Practice Session 4: HashMap Patterns
Problem 1: Top K Frequent Elements
Link: LeetCode 347
Quick Summary: Find k most frequent elements in array.
Industry Context: Analytics (top products, trending topics), monitoring (frequent errors), log analysis
Solutions
Approach 1: HashMap + Sorting
public int[] topKFrequent(int[] nums, int k) {
Map<Integer, Integer> freq = new HashMap<>();
for (int num : nums) {
freq.put(num, freq.getOrDefault(num, 0) + 1);
}
List<Integer> keys = new ArrayList<>(freq.keySet());
keys.sort((a, b) -> freq.get(b) - freq.get(a));
return keys.stream().limit(k).mapToInt(i -> i).toArray();
}- Time: O(n log n) - dominated by sorting
- Space: O(n)

::::::::::

TASK 1: In the HashMap practice session, what dominates the time complexity of Approach 1?
TASK 2: List every industry area the HashMap practice session names under Industry Context.
TASK 3: Proceed with the HashMap practice session from the point where it stops.

Stored items
::::::::::

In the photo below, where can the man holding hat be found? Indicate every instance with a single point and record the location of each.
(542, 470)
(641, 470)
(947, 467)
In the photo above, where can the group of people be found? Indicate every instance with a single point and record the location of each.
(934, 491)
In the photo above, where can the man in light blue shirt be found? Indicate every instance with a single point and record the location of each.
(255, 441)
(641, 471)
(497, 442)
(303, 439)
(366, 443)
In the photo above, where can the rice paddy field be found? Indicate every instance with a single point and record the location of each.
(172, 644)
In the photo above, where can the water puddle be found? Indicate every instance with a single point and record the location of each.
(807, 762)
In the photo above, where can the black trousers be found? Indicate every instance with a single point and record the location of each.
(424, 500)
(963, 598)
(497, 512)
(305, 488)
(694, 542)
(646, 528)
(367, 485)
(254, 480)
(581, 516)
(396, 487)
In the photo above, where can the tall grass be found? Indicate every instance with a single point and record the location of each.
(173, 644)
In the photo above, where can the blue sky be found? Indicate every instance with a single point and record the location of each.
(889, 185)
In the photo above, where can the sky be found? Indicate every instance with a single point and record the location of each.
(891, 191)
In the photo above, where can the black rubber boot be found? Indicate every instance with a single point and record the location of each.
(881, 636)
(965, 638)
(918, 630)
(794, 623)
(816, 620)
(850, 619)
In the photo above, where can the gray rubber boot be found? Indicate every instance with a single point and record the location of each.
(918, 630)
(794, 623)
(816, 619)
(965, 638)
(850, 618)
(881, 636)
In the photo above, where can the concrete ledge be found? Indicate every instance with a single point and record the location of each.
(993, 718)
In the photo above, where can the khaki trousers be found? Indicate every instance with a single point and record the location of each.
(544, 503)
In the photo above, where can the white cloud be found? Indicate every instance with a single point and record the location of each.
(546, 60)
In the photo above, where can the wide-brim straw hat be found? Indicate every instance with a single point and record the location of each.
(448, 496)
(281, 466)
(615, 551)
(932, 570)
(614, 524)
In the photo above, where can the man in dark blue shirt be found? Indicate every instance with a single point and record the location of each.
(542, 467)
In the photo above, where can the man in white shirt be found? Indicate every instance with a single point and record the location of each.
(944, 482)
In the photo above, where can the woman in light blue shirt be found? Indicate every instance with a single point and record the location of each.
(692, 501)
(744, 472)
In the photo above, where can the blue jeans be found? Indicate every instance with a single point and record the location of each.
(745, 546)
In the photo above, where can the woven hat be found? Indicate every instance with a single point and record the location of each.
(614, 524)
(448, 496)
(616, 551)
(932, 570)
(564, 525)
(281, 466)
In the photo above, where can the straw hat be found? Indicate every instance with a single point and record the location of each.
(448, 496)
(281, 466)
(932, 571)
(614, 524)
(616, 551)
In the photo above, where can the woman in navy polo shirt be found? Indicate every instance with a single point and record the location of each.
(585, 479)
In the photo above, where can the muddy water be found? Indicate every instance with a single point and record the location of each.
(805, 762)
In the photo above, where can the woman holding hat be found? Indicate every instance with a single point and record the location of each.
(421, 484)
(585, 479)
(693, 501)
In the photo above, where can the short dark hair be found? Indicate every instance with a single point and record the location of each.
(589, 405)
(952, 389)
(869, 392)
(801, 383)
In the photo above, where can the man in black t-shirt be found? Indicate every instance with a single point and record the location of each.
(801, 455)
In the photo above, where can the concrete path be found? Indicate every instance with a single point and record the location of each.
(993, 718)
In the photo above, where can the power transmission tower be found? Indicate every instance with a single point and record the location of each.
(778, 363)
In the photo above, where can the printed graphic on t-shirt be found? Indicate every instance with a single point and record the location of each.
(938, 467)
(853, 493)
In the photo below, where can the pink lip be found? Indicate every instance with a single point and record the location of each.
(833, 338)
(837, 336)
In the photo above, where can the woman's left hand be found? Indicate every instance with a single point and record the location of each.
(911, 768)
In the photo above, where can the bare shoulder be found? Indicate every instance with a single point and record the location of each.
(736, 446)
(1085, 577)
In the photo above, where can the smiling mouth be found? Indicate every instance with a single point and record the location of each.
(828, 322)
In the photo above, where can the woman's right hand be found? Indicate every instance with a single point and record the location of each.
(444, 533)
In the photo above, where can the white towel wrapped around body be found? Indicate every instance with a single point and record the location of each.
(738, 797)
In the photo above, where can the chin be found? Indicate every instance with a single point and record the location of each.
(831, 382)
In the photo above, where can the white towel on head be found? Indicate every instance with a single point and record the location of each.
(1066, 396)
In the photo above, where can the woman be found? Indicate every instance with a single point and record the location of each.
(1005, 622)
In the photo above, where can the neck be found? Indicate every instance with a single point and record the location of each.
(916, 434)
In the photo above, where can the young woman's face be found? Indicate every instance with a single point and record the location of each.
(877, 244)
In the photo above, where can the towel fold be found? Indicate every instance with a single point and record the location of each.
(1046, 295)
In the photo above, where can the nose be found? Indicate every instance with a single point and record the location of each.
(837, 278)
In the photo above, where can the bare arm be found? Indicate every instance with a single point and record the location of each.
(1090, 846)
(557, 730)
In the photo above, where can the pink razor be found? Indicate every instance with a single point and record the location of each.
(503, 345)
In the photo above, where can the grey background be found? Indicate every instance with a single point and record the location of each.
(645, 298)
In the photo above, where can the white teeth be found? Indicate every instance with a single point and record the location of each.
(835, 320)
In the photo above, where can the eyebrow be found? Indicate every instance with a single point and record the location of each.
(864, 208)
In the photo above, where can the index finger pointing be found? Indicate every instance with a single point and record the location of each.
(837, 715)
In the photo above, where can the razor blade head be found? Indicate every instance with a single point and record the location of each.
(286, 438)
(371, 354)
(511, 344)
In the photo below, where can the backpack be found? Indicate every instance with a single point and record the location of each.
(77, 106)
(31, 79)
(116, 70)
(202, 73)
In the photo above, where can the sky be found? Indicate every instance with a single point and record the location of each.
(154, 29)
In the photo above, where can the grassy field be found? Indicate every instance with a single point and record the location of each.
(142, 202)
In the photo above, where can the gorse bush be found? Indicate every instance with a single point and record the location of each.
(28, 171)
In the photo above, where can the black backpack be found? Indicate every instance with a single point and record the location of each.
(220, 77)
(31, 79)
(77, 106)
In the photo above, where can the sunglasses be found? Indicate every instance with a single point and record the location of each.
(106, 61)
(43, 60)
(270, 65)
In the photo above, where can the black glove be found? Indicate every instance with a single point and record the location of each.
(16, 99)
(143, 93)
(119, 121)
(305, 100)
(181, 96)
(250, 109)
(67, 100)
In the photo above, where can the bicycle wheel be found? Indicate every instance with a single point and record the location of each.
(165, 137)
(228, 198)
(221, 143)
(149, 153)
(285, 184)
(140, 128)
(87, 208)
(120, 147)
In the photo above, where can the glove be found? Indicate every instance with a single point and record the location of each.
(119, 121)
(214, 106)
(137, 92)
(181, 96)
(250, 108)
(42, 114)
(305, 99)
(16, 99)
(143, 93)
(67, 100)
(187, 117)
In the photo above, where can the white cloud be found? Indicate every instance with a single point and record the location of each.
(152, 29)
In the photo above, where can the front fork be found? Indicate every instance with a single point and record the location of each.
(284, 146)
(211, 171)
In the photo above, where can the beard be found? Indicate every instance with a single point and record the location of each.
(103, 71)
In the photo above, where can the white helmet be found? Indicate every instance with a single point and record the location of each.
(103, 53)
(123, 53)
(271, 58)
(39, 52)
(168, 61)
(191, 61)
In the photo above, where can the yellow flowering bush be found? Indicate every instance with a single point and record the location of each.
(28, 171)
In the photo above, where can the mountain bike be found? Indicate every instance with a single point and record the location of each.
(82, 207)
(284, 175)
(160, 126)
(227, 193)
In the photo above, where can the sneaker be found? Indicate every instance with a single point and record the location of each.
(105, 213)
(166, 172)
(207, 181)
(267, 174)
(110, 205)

::::::::::

EXERCISE OUTPUT 1: Sorting dominates it, giving O(n log n).

EXERCISE OUTPUT 2: Analytics, monitoring, log analysis

EXERCISE OUTPUT 3:
- Tradeoff: Simple but not optimal
Approach 2: HashMap + Min Heap
public int[] topKFrequent(int[] nums, int k) {
Map<Integer, Integer> freq = new HashMap<>();
for (int num : nums) {
freq.put(num, freq.getOrDefault(num, 0) + 1);
}
PriorityQueue<Integer> minHeap = new PriorityQueue<>(
(a, b) -> freq.get(a) - freq.get(b)
);
for (int num : freq.keySet()) {
minHeap.offer(num);
if (minHeap.size() > k) {
minHeap.poll();
}
}
int[] result = new int[k];
for (int i = 0; i < k; i++) {
result[i] = minHeap.poll();
}
return result;
}- Time: O(n log k)
- Space: O(n + k)
- Tradeoff: Better for small k
Approach 3: Bucket Sort (Optimal)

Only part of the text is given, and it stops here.